### Action item:
Continue the notice on extending the ADEP contract, picking up after its last sentence.

### Extract to read:
The ADEP Contract was awarded on 2 November 2011. The contract provided for a 7-year initial term with a right for the Department to extend for a further period of up to 3 years. The option to extend was exercised in 2018 and is currently due to expire on 1 November 2021. The ADEP contract also contain a right for the Department to extend the term of the contract for a further period to be agreed by the parties or in absence of agreement, for a period of 12 months.
This notice confirms that an extension of up to an additional 3 years to 1 November 2024 has become necessary and has been executed to mitigate the high risk of disruption to the critical public services these applications support.
There is a complex technology stack and legacy applications in the hosting environments written in outdated software languages. Transferring responsibility for managing, supporting and modifying the solution to another supplier would therefore carry a high risk of disruption to service continuity, e.g., the application PTP CAM is a customised Siebel CRM application, providing customer account management with integrated telephony across Pension Centres and other departmental offices. It presents processing agents with a customer record based on NINO search allowing capture and update of information provided via phone or by post. The application has interfaces to various DWP applications either calling data as required and/or updating data to other applications. Therefore, it is a critical application to capture Pension customer’s data and enabling accurate processing of these customer Pension applications.
Therefore, a change of contractor cannot be made due to technical and economic factors and would cause significant inconvenience and substantial duplication of costs for the Department. The extension period is needed to ensure the Department can continue to support live service and provide business continuity for the applications whilst supporting the Department to continue its programme of retiring these end of life applications.
— Re-procurement of the service: given the scale and complexity of the services in question, the procurement and transition to a new contractor would mean the new service would not be ready until well after the current ADEP Contract expiry date, therefore requiring use of the existing extension options nonetheless. This challenge has also been significantly exacerbated by the Covid pandemic. This approach would result in substantial duplicated costs for the Department compared with its strategy of a ‘wither on the vine’ run down of the legacy service.

### Entries shown:
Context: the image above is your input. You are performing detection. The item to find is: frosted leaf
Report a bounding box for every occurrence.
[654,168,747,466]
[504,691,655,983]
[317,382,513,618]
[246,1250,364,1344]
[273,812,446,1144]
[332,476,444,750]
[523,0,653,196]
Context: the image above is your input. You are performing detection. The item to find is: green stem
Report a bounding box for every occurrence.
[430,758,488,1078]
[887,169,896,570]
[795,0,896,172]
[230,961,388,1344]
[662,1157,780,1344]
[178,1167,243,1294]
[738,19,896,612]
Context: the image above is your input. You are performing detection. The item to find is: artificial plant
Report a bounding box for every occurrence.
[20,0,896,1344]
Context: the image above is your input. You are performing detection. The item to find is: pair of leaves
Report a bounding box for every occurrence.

### Answer for the task:
— Dual transition of the service (transitioning the existing service in-house and then again to the new solution): transitioning the existing service in-house and then again to a new digital solution would result in substantial duplicated costs and inconvenience for the Department.
The above options also carry a high risk of disruption to the critical applications and services that UK citizens rely on to maintain their livelihood. The Department's strategy will operate and complete the retiring of these applications over the extension period.
The anticipated value of the contract extension does not exceed 50 % of the value of the original contract. The service is retiring and the contract charges are reducing over the period commensurate with the planned decommissioning of the applications and systems.
The modifications are not substantial. There are no material changes to the scope of services proposed. The changes proposed focus on cost reduction and realignment of charging units so the economic balance of the ADEP Contract does not change in favour of the supplier.
The scope of the contract has reduced as applications have been decommissioned or brought in house.
As explained more fully in section IV, the Department considers the proposed extension to be justifiable under Regulation 72 of the Public Contracts Regulations 2015, namely Regulation 72(1)(b) and (e)(8).